- Entries provided
------------------------------------
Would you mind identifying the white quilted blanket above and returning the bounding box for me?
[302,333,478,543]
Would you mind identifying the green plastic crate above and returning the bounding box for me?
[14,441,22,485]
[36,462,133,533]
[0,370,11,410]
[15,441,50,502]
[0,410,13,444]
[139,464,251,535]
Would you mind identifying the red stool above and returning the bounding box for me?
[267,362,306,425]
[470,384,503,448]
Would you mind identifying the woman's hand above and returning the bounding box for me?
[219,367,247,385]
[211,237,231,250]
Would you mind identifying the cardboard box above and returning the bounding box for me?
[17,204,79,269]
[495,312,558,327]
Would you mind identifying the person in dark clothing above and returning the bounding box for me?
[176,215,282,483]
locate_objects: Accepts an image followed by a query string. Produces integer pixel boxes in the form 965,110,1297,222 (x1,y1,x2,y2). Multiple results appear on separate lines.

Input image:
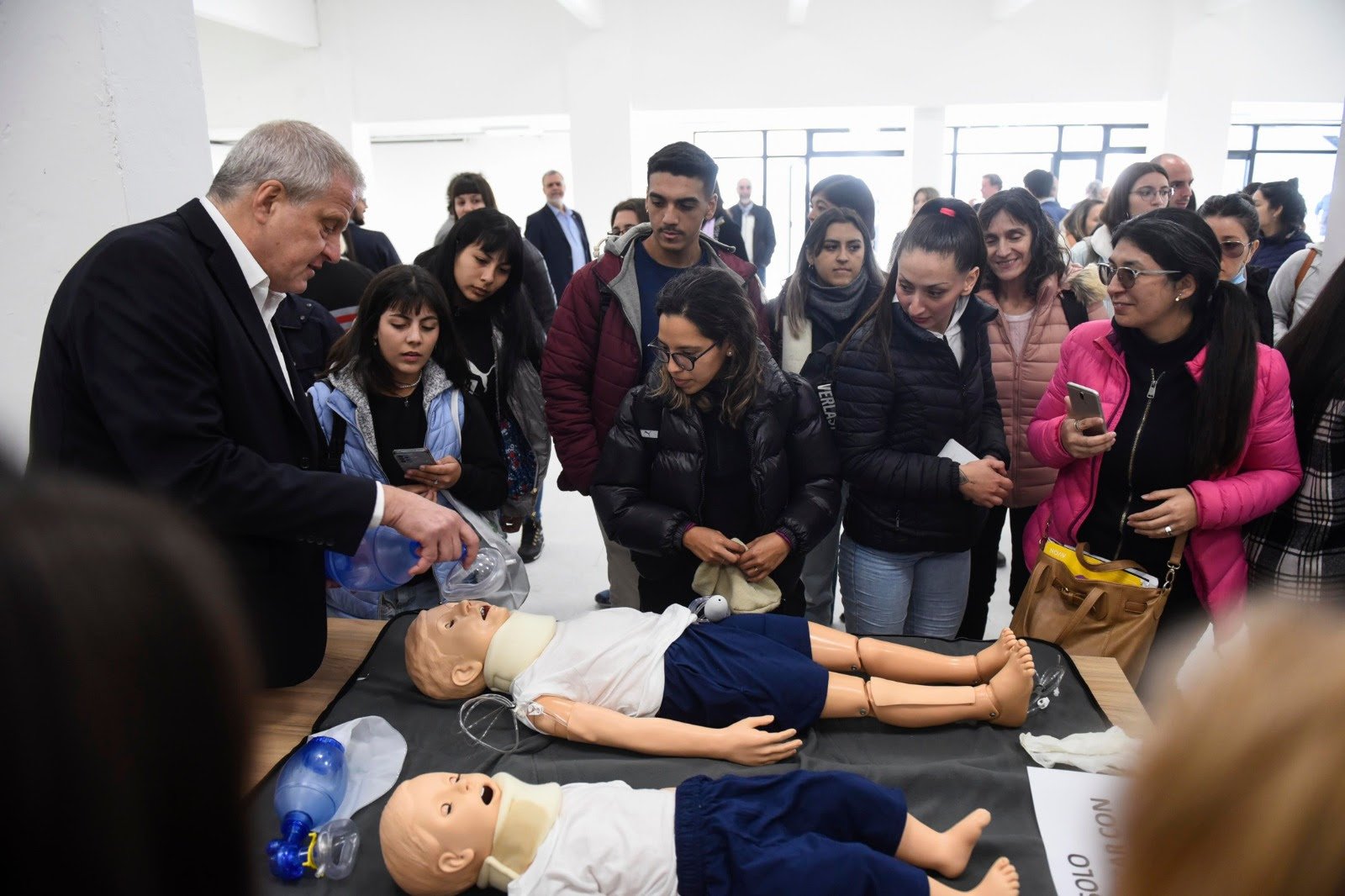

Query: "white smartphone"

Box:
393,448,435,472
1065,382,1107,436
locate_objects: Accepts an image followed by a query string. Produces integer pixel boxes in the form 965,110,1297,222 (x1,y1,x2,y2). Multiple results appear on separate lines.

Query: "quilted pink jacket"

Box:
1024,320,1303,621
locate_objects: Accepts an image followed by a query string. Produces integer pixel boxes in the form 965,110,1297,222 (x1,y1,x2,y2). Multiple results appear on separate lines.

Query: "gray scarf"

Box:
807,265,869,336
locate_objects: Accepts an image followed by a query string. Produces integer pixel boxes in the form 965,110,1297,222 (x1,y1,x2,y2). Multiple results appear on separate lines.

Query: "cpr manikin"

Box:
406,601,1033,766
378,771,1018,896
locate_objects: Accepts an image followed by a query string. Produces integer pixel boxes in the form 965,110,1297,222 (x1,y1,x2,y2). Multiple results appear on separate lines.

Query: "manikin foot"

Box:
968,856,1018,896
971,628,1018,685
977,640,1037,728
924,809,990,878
------------------------------------
- What is needed
Reproduce every item above word for word, in the same order, and leave out the pictures.

- Solution to this task
Would you mind identifying the white quilted blanket above and returning the bounding box for me?
[302,333,478,543]
Would you mind identifying the green plastic crate above and returning the bounding box for me?
[14,441,22,485]
[36,462,133,533]
[0,370,11,410]
[15,441,50,502]
[0,410,13,444]
[139,464,251,535]
Would you mind identifying the red stool above and returning the bounding box for me?
[267,362,306,425]
[470,384,503,448]
Would you mind identifying the woman's hand above and returning the bounding box for me?
[219,367,247,385]
[211,237,231,250]
Would you mind identifying the cardboard box above and returning the bounding box for me?
[17,204,79,269]
[495,312,558,327]
Would you mind identifying the person in dark clothing above and returning the bounding box for me?
[176,215,282,483]
locate_objects: Accepts an image followed by a query string. Produces integer pixel boxes in the form 965,110,1297,222 (x1,y1,x2,y2). Multiple results appear on separate lines.

Input image:

Query: "white smartphone"

Box:
393,448,435,472
1065,382,1107,436
locate_objects: Accepts an image followed by a query string. Produces integer pixel boxes in the form 965,110,1297,222 (x1,y1,x2,y2). Multiple results appear on separate lines.

Query: "quilted pink jacket"

Box:
1024,320,1303,621
locate_objects: Accepts an image followed by a query string. Produces integer pixel boxes in the form 965,110,1297,222 (x1,y1,x2,y2). Multiple results appear on separate lines.

Query: "gray scarf"

Box:
807,265,869,336
locate_objects: Accepts an image followed by a query string. Produces integer pixel boxes in the form 965,110,1297,222 (x1,y1,x2,y2). Multiple results appear on separate lines.

Query: "cpr manikin"

Box:
406,601,1033,766
378,771,1018,896
locate_objects: Accepts an image followed by a query string. Produces integer pixel boxes in the form 965,110,1297,222 (x1,y1,x2,y2). Multiple results appear on separate lines.

Query: "manikin foot"

Box:
968,856,1018,896
971,628,1018,685
977,640,1037,728
924,809,990,878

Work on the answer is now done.